§ **What you are asked to do**:
Take the line with "of the white" as the first line and the last line of the data as the final one. Write out those lines exactly, and no others.
- - - -
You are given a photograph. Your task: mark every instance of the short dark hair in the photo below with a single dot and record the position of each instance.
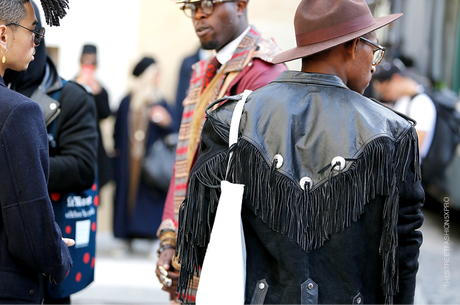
(388, 68)
(12, 11)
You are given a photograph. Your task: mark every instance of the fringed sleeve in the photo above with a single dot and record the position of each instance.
(307, 216)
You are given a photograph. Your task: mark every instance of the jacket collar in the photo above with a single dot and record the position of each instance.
(310, 78)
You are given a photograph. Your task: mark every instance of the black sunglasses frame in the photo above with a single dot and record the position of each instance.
(192, 6)
(379, 48)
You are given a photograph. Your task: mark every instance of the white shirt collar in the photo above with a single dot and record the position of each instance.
(226, 53)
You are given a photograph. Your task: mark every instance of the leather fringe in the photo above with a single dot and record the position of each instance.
(328, 208)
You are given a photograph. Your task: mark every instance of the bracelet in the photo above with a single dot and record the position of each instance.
(168, 234)
(162, 248)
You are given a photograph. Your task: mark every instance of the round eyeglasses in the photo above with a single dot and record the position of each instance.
- - - -
§ **Task output**:
You are given a photograph. Your task: mark every instance of the white shirt collar in the photo above with a single dot and record the position of each instance.
(226, 53)
You are given a photograph. Your task: mark every instance of the leather fringe in the photo above with a single dot and record the position of each instance.
(328, 208)
You are given a photograph. Your task: mark every instance of the bracelet in the photo above with a single dot and record the position of each instance.
(168, 234)
(162, 248)
You are given a photograph. Your task: mark every instance of the round eyeglasses in the photo above with a single dot and record the position of each instance.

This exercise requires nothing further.